### WHAT IS NEEDED
Start at the line containing "For the benchmark, mark every instance of the black bean" and transcribe every line exactly through the end of the records below, and only those lines.

(Point annotation records)
-------------------------
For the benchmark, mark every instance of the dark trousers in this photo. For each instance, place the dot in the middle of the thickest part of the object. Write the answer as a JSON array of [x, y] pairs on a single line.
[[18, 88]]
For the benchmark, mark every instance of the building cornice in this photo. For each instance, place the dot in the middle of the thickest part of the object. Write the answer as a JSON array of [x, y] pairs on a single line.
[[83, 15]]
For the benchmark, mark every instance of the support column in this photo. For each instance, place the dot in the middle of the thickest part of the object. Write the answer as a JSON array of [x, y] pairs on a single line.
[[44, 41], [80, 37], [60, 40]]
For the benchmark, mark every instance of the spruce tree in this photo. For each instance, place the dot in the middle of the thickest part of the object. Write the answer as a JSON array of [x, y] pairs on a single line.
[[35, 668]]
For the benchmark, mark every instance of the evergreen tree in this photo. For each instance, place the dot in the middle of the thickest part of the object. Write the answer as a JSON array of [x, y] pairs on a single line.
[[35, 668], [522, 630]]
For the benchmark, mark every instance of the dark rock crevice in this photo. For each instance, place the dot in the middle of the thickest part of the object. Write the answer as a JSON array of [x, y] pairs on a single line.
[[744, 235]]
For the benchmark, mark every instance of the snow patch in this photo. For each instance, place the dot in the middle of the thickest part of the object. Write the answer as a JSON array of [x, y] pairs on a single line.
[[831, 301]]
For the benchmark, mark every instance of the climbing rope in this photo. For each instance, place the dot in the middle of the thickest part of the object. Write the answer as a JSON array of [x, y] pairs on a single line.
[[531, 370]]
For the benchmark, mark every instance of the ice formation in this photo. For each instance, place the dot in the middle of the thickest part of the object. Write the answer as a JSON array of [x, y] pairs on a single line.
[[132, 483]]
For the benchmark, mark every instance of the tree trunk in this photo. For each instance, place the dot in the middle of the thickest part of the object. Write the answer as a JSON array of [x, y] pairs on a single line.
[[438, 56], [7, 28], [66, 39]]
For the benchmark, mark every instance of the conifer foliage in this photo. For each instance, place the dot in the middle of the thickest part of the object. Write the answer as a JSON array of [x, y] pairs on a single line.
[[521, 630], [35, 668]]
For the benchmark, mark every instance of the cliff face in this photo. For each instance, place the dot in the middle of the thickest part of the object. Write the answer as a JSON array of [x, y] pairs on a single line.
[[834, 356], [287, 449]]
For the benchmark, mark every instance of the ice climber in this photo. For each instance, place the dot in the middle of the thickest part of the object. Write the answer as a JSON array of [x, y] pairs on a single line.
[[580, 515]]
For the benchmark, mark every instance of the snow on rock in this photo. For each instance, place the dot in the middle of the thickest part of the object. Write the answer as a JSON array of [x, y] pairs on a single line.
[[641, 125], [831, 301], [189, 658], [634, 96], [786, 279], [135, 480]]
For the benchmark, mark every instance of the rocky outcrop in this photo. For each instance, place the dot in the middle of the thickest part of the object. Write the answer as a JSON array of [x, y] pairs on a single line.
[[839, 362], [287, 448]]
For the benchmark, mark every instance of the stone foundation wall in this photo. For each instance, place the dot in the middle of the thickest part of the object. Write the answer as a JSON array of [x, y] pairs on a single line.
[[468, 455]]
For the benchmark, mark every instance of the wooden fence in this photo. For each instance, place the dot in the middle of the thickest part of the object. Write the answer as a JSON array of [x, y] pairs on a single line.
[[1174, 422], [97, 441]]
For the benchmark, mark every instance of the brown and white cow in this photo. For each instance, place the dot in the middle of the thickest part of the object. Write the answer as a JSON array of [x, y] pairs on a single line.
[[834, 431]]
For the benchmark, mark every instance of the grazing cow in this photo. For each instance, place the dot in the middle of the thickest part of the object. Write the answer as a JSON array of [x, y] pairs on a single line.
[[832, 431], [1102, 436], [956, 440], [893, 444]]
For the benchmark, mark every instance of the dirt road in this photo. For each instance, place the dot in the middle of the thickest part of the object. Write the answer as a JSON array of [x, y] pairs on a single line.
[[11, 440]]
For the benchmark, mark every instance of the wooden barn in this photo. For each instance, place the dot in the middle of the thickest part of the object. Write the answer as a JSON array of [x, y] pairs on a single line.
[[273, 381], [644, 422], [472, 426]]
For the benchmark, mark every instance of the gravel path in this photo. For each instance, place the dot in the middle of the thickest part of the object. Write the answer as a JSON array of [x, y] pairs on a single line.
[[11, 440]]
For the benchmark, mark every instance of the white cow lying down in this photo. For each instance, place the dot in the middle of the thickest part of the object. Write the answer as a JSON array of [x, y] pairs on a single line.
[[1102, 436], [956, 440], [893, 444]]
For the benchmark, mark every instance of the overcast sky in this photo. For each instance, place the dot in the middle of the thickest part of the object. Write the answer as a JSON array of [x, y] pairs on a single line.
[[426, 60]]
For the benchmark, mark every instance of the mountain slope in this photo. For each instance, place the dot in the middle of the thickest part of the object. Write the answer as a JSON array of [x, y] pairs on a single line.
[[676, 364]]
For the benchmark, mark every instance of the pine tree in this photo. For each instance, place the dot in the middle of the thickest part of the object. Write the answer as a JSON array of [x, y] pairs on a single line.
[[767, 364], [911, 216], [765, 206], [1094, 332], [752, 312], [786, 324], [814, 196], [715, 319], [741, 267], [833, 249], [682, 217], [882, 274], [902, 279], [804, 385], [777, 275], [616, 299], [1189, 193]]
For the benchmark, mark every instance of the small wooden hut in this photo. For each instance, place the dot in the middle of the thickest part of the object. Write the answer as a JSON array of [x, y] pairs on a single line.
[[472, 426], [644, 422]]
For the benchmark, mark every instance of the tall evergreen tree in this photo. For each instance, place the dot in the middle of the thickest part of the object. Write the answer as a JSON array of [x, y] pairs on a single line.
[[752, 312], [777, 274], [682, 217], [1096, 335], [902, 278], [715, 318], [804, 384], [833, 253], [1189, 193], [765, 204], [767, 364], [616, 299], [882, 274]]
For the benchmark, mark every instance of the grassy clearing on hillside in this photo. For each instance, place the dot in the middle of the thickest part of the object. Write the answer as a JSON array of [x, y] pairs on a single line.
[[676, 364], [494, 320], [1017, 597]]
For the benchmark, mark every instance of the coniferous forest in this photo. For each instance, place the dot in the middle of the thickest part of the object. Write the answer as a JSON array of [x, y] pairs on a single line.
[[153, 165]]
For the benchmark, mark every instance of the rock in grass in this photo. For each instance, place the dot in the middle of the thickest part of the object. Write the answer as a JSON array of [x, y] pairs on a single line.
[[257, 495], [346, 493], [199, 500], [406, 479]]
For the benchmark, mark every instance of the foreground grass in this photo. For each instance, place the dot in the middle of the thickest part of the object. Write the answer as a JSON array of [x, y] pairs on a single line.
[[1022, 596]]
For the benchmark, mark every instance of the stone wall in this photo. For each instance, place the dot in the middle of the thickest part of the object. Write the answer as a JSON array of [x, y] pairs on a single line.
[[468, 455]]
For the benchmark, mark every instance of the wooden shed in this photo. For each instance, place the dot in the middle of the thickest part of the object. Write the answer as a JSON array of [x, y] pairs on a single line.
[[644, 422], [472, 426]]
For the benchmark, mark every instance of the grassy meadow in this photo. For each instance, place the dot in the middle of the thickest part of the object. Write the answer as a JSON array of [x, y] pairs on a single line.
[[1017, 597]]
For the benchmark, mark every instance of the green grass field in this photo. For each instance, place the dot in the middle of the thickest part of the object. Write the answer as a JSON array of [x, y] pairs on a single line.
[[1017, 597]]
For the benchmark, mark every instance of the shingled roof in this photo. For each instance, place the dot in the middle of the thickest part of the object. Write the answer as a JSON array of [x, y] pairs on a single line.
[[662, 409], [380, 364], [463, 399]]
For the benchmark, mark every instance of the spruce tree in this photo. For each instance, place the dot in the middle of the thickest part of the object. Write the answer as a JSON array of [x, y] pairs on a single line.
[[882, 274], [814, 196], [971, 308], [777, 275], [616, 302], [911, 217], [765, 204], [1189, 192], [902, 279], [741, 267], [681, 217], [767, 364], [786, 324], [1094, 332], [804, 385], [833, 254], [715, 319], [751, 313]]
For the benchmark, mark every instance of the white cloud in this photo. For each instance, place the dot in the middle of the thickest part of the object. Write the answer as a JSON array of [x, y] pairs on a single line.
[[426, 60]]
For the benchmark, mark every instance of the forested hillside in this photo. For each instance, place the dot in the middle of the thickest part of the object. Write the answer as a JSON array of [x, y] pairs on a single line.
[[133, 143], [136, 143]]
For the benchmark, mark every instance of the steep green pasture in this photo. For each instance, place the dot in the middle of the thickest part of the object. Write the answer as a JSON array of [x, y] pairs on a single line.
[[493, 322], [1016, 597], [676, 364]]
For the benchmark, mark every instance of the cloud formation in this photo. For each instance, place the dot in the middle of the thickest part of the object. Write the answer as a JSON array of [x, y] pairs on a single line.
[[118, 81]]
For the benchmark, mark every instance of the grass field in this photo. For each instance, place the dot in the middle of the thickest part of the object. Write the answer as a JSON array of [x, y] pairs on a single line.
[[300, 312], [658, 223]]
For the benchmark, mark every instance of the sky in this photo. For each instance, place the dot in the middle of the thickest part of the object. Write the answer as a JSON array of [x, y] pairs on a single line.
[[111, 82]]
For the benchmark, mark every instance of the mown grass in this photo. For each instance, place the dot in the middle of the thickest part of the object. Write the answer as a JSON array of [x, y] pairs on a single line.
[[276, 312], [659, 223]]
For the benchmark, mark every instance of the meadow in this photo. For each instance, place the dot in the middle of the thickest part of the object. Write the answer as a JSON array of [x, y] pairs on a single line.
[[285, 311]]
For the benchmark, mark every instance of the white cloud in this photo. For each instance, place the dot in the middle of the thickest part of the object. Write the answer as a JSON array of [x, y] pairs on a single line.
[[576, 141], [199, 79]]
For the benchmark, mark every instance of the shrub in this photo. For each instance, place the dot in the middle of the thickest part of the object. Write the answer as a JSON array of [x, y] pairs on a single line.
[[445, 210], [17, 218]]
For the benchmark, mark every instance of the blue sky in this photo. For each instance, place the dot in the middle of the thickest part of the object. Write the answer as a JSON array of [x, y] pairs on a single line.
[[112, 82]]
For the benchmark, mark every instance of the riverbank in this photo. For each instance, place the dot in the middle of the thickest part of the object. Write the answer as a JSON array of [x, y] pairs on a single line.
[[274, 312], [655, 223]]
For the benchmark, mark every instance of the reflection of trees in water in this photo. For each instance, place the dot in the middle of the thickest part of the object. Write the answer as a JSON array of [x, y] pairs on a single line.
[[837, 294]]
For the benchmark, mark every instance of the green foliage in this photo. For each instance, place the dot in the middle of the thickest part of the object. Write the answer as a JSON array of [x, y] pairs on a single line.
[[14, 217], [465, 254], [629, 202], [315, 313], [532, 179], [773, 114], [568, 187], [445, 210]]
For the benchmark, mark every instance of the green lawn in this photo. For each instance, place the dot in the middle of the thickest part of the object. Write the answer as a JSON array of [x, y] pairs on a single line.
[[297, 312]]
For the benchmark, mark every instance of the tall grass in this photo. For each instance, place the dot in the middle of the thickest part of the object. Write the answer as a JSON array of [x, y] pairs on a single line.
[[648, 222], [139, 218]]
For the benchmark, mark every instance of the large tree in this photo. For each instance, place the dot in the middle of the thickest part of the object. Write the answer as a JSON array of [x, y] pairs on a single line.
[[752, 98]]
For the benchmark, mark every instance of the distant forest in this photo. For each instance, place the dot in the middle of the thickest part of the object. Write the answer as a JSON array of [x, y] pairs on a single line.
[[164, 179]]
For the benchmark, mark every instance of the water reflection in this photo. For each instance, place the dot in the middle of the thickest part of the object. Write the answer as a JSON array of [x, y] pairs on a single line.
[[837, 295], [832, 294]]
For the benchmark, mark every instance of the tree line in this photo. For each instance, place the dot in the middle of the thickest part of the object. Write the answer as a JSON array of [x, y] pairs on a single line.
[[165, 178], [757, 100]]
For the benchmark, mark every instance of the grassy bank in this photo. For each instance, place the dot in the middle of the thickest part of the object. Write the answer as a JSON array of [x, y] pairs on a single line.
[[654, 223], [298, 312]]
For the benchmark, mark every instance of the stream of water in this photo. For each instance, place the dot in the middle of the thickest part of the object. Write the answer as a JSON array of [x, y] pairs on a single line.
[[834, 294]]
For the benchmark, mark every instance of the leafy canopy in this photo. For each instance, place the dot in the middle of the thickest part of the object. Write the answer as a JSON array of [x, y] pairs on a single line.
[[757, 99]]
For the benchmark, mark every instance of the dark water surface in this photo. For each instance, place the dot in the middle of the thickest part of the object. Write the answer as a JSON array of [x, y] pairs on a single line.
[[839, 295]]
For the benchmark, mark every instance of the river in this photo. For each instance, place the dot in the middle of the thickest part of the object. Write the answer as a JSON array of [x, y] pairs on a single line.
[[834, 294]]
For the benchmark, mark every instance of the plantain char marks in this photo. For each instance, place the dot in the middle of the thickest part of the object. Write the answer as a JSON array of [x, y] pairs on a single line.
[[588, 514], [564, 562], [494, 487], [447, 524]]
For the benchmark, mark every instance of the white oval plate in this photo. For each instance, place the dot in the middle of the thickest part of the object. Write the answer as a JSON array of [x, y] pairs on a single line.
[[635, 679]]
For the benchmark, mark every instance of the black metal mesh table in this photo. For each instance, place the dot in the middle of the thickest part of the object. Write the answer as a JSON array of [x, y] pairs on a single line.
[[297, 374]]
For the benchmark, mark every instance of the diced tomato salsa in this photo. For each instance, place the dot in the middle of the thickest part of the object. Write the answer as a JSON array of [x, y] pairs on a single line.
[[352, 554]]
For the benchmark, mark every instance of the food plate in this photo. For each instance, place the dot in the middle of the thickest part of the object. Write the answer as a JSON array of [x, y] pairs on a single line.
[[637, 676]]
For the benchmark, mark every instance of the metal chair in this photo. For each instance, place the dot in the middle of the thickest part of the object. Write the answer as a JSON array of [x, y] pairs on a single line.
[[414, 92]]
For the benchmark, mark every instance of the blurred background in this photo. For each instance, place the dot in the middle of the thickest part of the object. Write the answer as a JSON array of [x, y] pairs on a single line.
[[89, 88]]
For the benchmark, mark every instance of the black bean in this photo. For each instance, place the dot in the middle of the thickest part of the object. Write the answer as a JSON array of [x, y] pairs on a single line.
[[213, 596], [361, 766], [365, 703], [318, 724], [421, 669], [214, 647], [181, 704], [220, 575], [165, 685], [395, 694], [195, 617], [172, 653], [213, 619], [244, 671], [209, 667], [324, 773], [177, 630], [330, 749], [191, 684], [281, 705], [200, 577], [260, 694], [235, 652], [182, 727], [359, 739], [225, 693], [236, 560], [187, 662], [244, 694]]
-------------------------
### TASK RESULT
For the benchmark, mark every instance of the black bean in this photo. For each instance, place the dot in the middle of the thickest part of the object. Write the answer as a JSON array of [x, y] pairs on a single line.
[[213, 596], [361, 766], [365, 703], [318, 724], [421, 669], [214, 647], [181, 704], [220, 575], [165, 685], [395, 694], [195, 617], [172, 653], [213, 619], [244, 671], [209, 667], [324, 773], [177, 630], [330, 749], [191, 684], [281, 705], [200, 577], [260, 694], [235, 652], [182, 727], [359, 739], [225, 693], [236, 560], [187, 662], [244, 694]]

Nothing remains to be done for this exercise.